• _GIVEN REQUEST_: Copy out every line of the records below word for word, leaving out the pictures.

• _MATERIAL FOR THIS TASK_:
** Begin **

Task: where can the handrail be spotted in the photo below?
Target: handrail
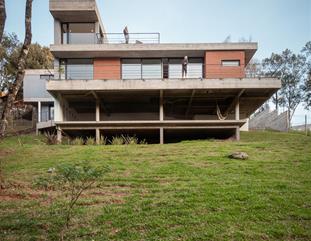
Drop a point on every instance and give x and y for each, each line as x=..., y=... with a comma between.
x=155, y=71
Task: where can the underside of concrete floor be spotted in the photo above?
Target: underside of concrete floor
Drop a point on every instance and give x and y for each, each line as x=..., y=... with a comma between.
x=152, y=136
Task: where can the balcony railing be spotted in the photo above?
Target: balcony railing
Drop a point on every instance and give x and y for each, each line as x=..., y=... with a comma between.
x=111, y=38
x=133, y=38
x=152, y=71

** End **

• _IN RESPONSE_:
Task: where can the handrail be spotted in the photo below?
Target: handrail
Drop a point on every instance and give x and y for each, each line as x=..., y=... with a comma between.
x=155, y=71
Task: where can the underside of concrete floor be spotted in the photo above?
Target: underside of concrete floor
Drop a point on every instance and give x and y for each, each line as x=..., y=... with a comma between.
x=152, y=136
Task: where can the balcony railing be spotted in the photo above?
Target: balcony railing
Drop a point on every instance and give x and y for each, each line as x=..., y=... with a comma between.
x=111, y=38
x=133, y=38
x=152, y=71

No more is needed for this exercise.